- _Task goal_
Could you reproduce the entries below with each "pixel coordinate pair" replaced by "pixel position", keeping everything else the same?

[START Data provided]

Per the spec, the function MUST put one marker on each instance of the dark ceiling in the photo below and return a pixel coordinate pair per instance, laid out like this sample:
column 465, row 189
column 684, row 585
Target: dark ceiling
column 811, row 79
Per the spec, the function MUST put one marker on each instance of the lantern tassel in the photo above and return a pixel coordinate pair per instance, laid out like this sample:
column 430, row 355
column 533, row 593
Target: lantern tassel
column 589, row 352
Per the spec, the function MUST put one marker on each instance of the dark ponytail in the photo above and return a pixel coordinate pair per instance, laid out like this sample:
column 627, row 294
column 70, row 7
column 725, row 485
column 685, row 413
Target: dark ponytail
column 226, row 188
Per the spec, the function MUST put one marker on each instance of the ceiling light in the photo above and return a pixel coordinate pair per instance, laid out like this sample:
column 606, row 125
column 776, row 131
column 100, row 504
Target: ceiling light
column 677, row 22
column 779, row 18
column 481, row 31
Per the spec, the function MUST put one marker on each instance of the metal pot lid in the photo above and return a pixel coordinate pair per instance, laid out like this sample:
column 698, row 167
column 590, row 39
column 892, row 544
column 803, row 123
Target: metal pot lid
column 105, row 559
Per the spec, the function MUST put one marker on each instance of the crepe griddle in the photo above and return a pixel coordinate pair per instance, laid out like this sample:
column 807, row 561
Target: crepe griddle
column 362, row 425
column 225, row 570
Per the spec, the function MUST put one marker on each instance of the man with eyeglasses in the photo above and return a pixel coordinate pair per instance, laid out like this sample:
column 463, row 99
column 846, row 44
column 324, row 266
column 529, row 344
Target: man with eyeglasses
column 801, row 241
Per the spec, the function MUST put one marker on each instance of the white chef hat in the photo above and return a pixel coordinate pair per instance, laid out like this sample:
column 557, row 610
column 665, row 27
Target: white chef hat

[END Data provided]

- _Output for this task_
Per the spec, the function MUST put one marker on each instance of the dark ceiling in the photo below and return a pixel position per instance, laid out like this sample:
column 465, row 189
column 684, row 585
Target: dark ceiling
column 811, row 79
Per the spec, the function MUST put one marker on each instance of the lantern tassel in the photo above and return a pixel position per instance, laid out like this sample:
column 430, row 355
column 533, row 593
Target: lantern tassel
column 589, row 352
Per the spec, the function MUST put one marker on each instance of the dark ponytail in the photo above and return a pixel position per instance, laid out like this sample:
column 627, row 294
column 70, row 7
column 725, row 485
column 685, row 413
Target: dark ponytail
column 226, row 188
Per the spec, the function MUST put one marker on each instance of the ceiling light in the photo above and return a pixel position per instance, laid out like this sample:
column 606, row 125
column 776, row 131
column 100, row 504
Target: ceiling light
column 677, row 22
column 779, row 18
column 481, row 31
Per the spec, the function MUST put one marker on each instance of the metal pot lid in the photo above and return a pixel position per instance, laid out like this sample:
column 698, row 167
column 590, row 39
column 892, row 544
column 803, row 123
Target: metal pot lid
column 105, row 559
Per the spec, the function MUST put one marker on each instance of the crepe griddle in the photo above and return a pixel position per instance, laid out like this sample:
column 807, row 561
Target: crepe griddle
column 362, row 425
column 225, row 570
Per the spec, the function MUST put one marker on each instance of the man with eyeglasses in the photo above and return a pixel position per instance, laid out like this sample:
column 463, row 99
column 846, row 44
column 324, row 266
column 529, row 344
Target: man with eyeglasses
column 801, row 241
Per the spec, the function MUST put one marker on each instance of the white chef hat in the photo above and return a pixel position per instance, laid out like this sample:
column 557, row 610
column 665, row 27
Target: white chef hat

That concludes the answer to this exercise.